(Beginning of Data)

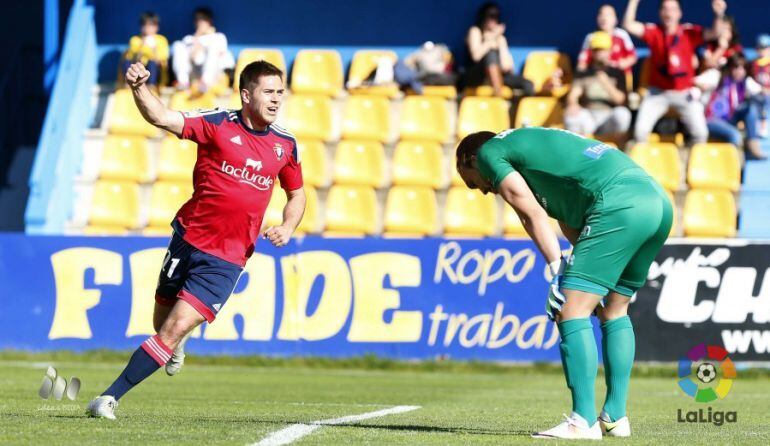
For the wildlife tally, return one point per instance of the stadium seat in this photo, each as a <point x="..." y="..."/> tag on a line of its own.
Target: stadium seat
<point x="308" y="116"/>
<point x="351" y="211"/>
<point x="176" y="159"/>
<point x="249" y="55"/>
<point x="115" y="203"/>
<point x="165" y="200"/>
<point x="363" y="64"/>
<point x="714" y="165"/>
<point x="709" y="213"/>
<point x="315" y="170"/>
<point x="366" y="117"/>
<point x="188" y="101"/>
<point x="540" y="66"/>
<point x="477" y="114"/>
<point x="125" y="119"/>
<point x="411" y="211"/>
<point x="661" y="161"/>
<point x="425" y="118"/>
<point x="274" y="212"/>
<point x="126" y="158"/>
<point x="539" y="112"/>
<point x="317" y="71"/>
<point x="417" y="163"/>
<point x="469" y="213"/>
<point x="359" y="163"/>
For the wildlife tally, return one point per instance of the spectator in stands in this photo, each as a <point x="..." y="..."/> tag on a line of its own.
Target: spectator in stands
<point x="672" y="72"/>
<point x="200" y="59"/>
<point x="761" y="73"/>
<point x="729" y="103"/>
<point x="718" y="50"/>
<point x="491" y="62"/>
<point x="149" y="48"/>
<point x="622" y="54"/>
<point x="595" y="105"/>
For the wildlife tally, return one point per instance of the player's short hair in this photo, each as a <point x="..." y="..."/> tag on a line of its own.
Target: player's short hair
<point x="253" y="71"/>
<point x="204" y="13"/>
<point x="149" y="17"/>
<point x="469" y="147"/>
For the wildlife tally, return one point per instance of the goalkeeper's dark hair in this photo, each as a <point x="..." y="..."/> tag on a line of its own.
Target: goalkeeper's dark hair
<point x="469" y="147"/>
<point x="253" y="71"/>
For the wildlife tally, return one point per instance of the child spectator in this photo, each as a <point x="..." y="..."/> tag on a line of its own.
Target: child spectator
<point x="595" y="105"/>
<point x="730" y="104"/>
<point x="200" y="59"/>
<point x="149" y="48"/>
<point x="622" y="54"/>
<point x="491" y="62"/>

(End of Data)

__Your goal__:
Please find every line in the records above that holds the word "each" and copy it.

__Reply__:
For the wildlife tally, return one point per instance of the stadium seat in this photo, each as a <point x="..." y="..."/> tag on a line of its own.
For the wildlife tally, return one point per instance of the spectator in stands in this photo, each as a <point x="..." y="..."/> tag on a line of its own.
For the wildlife tally, return one point per instance of the player's short hair in this photo, each as a <point x="..." y="..."/> tag on a line of its own.
For the wildlife tally, return one point per instance of the goalkeeper's dark hair in this photo, each as a <point x="..." y="..."/> tag on a line of its own.
For the wildlife tally, return one point per instance of the child spectator in this photo, each as a <point x="..." y="..."/> tag on a line of its own.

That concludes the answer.